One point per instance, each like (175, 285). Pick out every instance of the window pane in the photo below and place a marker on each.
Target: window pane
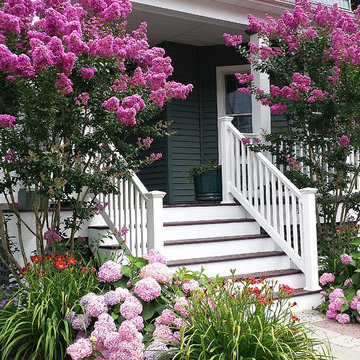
(238, 105)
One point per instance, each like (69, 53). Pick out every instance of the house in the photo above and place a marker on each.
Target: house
(265, 225)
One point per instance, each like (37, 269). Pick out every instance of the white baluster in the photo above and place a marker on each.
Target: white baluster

....

_Exercise goal_
Copy out every line of the material above, shifting each point coordinate in the answers by adding 25 to both numbers, and leave the pictures out.

_Written solution_
One point per instance, each like (175, 285). Pick out every instance of the window pane in the photo below and place a marker on each.
Target: window pane
(263, 130)
One point per instance, each like (69, 53). Pick out every instance of the house in the photo above and place a marker on each.
Target: house
(290, 250)
One point per instance, each like (37, 269). Pick out every instance of the white baluster in the photo above and place a marker on each.
Target: white baluster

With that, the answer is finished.